Leaving out any pictures, print the entries that follow exactly as they stand.

GIVEN ENTRIES below:

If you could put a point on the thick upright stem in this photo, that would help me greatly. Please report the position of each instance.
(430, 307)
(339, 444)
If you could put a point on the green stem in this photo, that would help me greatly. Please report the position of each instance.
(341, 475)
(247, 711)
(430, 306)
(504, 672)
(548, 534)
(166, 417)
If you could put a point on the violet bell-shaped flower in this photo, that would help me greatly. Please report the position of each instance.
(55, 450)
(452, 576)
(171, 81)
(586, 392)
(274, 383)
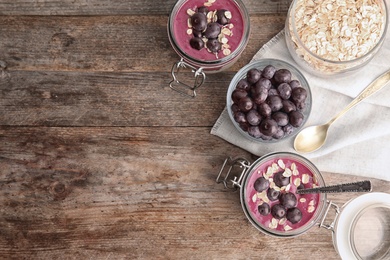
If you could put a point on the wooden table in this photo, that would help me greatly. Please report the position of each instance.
(100, 159)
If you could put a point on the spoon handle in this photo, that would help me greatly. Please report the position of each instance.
(376, 85)
(360, 186)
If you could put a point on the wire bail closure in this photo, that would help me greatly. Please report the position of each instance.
(183, 88)
(233, 182)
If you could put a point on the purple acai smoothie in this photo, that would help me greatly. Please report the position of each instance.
(213, 46)
(271, 194)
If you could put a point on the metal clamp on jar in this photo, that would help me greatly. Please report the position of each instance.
(360, 228)
(209, 36)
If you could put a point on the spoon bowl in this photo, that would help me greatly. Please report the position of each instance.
(317, 138)
(314, 137)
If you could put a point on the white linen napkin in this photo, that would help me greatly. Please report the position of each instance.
(358, 143)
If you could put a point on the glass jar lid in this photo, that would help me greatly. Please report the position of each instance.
(362, 230)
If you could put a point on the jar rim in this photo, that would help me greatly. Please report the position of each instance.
(226, 59)
(321, 207)
(345, 223)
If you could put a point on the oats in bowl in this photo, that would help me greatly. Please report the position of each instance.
(335, 36)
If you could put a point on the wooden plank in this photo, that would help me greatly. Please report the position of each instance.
(107, 99)
(119, 7)
(104, 43)
(99, 192)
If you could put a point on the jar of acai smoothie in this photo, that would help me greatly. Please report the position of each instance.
(209, 36)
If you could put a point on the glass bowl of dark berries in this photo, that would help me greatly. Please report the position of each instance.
(269, 100)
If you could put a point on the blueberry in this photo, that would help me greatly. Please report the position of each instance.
(199, 21)
(278, 211)
(275, 102)
(221, 17)
(280, 118)
(268, 127)
(237, 94)
(294, 215)
(288, 106)
(282, 75)
(196, 43)
(245, 104)
(243, 84)
(288, 200)
(253, 75)
(273, 194)
(264, 109)
(284, 90)
(203, 9)
(296, 118)
(268, 71)
(298, 95)
(212, 30)
(240, 117)
(280, 180)
(261, 184)
(264, 209)
(253, 131)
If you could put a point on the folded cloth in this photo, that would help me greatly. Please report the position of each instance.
(359, 142)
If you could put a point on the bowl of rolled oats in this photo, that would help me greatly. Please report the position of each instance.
(330, 37)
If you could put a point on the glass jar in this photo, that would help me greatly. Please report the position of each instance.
(335, 37)
(233, 39)
(360, 228)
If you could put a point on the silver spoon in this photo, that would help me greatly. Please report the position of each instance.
(313, 137)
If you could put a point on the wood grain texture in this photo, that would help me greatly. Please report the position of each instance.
(105, 43)
(119, 7)
(134, 192)
(99, 159)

End of GIVEN ENTRIES.

# TASK OUTPUT
If you could put a point on the thick upright stem in this photo, that would help me greatly. Please report the position of each instance.
(430, 307)
(339, 444)
If you could put a point on the green stem in this photo, that would help me greatly. Please report the position of each instance.
(341, 475)
(247, 711)
(430, 306)
(504, 672)
(548, 534)
(166, 417)
If you could put a point on the violet bell-shaped flower in this photo, that would help me greatly. Please report the position of each instance.
(55, 450)
(452, 576)
(171, 81)
(586, 392)
(274, 383)
If you could put a point on the wooden table in this photo, that would help me greatly. Please report the position of each instance.
(100, 159)
If you could put a point on the spoon handle in this photo, that would help me greatly. Please report the position of each instance.
(376, 85)
(360, 186)
If you could put a point on the wire bail closure in this photo, that would help me greatly. Please report the position of each instance.
(183, 88)
(233, 182)
If you could put a point on the purple acai smoothie in this photo, that would help me greatly. Please report the position of each instance.
(213, 46)
(271, 194)
If you could put a point on the metal clamp on jar in this photo, that would help me greatly. Please report the position of each instance.
(360, 228)
(209, 36)
If you could put a point on the spoon bowl in this photo, that would help me greatly. Please report the position of each instance.
(317, 138)
(314, 137)
If you could put a point on the white linen napkin in this photo, that would help me greatly. Please report the position of each instance.
(358, 143)
If you could put a point on the glass jar lid in this photo, that would help me greatly. Please report the position of each instance.
(362, 230)
If you could put a point on the jar rim in this photo, that would help me greatly. Please report the position of each instance.
(226, 59)
(321, 207)
(345, 223)
If you could put a point on the oats in bowl in this photo, that would help me greatly. Please report the position of each instance.
(335, 36)
If you could put a point on the wooden plank in this photo, that would help me greatly. Please report the position of each instance.
(107, 99)
(119, 7)
(104, 43)
(99, 192)
If you could put a point on the jar of acai smoothie in this photo, that would help me greatly. Please report the position of each instance.
(209, 36)
If you could put a point on the glass bowl of dark berries in this photo, that would help me greatly. Please report the position of each instance.
(269, 100)
If you could put a point on the blueberry in this photo, that would help me greatly. Please report the position of each instance.
(199, 21)
(278, 211)
(275, 102)
(221, 17)
(280, 118)
(268, 127)
(237, 94)
(294, 215)
(288, 106)
(282, 75)
(196, 43)
(245, 104)
(243, 84)
(288, 200)
(253, 75)
(273, 194)
(264, 109)
(284, 90)
(203, 9)
(296, 118)
(268, 71)
(298, 95)
(212, 30)
(240, 117)
(280, 180)
(261, 184)
(264, 209)
(253, 131)
If you could put a point on the folded cloth in this photo, that would help me greatly. Please report the position of each instance.
(359, 142)
If you could put a point on the bowl of rolled oats in this photo, that would help me greatly. Please report the position of each instance.
(330, 37)
If you could put a point on the glass jar in this photo, that would help me greatly. Please report the position of each instance.
(335, 37)
(233, 39)
(360, 228)
If you could put a point on the silver spoon in this photo, that would help me greatly. Please report the position of each instance.
(313, 137)
If you could put a point on the wood grain texture in this photo, that would help me greatly. Please report the position of each instance.
(105, 43)
(119, 7)
(134, 192)
(99, 159)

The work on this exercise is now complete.